*** Opening Excerpt provided ***

The law established mandatory prison terms of five years for possession or sale of just five grams of crack cocaine, about a teaspoonful. The law mandated five years in prison for sale of powder cocaine, but at a threshold of 500 grams, or 100 times the quantity of crack. The U.S. Sentencing Commission later noted that adoption of the 1986 Anti-Drug Abuse Act “was notable for the speed of its development and enactment.”

Good job, Congress? Not exactly. Crack was a drug of choice among blacks, and powder cocaine was preferred by whites.

As law professor Kenneth B. Nunn wrote in the Journal of Gender Race and Justice, “Perhaps no aspect of the drug war has contributed to the rapid increase of African American prisoners in federal prisons more than the federal cocaine sentencing scheme.”

The racial bias seemed clear, and the fix was simple: equalize the weights and penalties. But it took decades for Congress to act, finally eliminating the disparity in 2010.

Mauer of the Sentencing Project says lawmakers frequently act with a stunning lack of forethought when approving complicated crime proposals.

*** Closing Excerpt provided ***

What is expected:
Copy out the whole passage on federal cocaine sentencing, word for word.

*** Opening Information given ***

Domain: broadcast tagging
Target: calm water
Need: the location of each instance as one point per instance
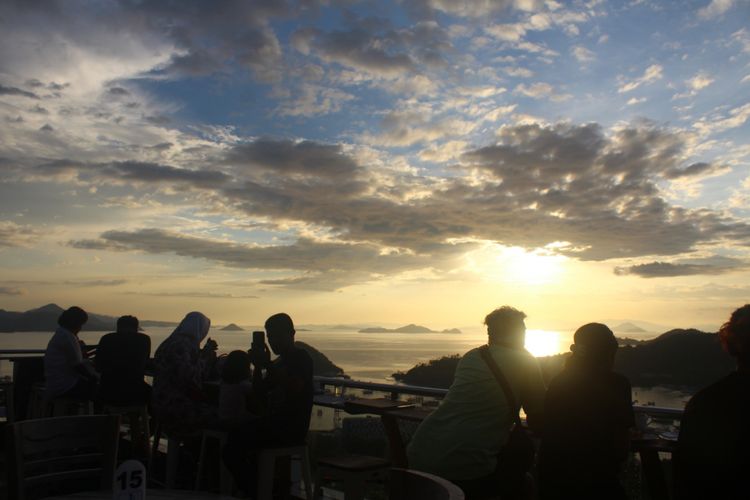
(368, 356)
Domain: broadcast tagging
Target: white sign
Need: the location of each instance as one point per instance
(130, 481)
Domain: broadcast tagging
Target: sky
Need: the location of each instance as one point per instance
(377, 162)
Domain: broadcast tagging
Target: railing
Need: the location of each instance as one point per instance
(394, 390)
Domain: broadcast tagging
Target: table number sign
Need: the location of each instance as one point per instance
(130, 481)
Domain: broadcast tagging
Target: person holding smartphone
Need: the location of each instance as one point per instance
(284, 387)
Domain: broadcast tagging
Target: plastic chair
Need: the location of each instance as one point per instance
(57, 455)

*** Closing Information given ***

Final answer:
The law established mandatory prison terms of five years for possession or sale of just five grams of crack cocaine, about a teaspoonful. The law mandated five years in prison for sale of powder cocaine, but at a threshold of 500 grams, or 100 times the quantity of crack. The U.S. Sentencing Commission later noted that adoption of the 1986 Anti-Drug Abuse Act “was notable for the speed of its development and enactment.”

Good job, Congress? Not exactly. Crack was a drug of choice among blacks, and powder cocaine was preferred by whites.

As law professor Kenneth B. Nunn wrote in the Journal of Gender Race and Justice, “Perhaps no aspect of the drug war has contributed to the rapid increase of African American prisoners in federal prisons more than the federal cocaine sentencing scheme.”

The racial bias seemed clear, and the fix was simple: equalize the weights and penalties. But it took decades for Congress to act, finally eliminating the disparity in 2010.

Mauer of the Sentencing Project says lawmakers frequently act with a stunning lack of forethought when approving complicated crime proposals.